- [Activity] Reproduce verbatim only the line that holds "Target: wooden board walkway" and the lines that follow it to the end of the listing.
>>
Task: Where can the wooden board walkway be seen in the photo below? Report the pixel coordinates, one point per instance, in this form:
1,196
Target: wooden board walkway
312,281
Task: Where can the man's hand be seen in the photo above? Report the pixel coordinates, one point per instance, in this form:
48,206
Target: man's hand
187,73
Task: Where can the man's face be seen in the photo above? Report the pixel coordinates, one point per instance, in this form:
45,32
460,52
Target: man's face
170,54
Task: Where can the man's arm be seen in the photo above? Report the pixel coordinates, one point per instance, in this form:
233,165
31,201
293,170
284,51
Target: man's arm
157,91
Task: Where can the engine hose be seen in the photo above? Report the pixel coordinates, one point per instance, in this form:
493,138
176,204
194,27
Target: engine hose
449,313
<<
- [Solution to the exercise]
Target: wooden board walkway
312,281
Task: Where can the man's hand be seen in the photo above? Report the pixel coordinates, one point per instance, in this form:
48,206
Target: man's hand
187,73
Task: Where can the man's face be seen in the photo above? Report the pixel coordinates, one point per instance, in this form:
45,32
460,52
Target: man's face
170,54
Task: Where can the man's arm be seen in the photo above? Report the pixel coordinates, one point per instance, in this form:
233,165
31,201
293,170
284,51
Target: man's arm
157,91
Task: Where can the engine hose be seen in the photo above? Report the pixel coordinates, one point per instance, in this form:
493,138
176,204
194,27
Target: engine hose
449,313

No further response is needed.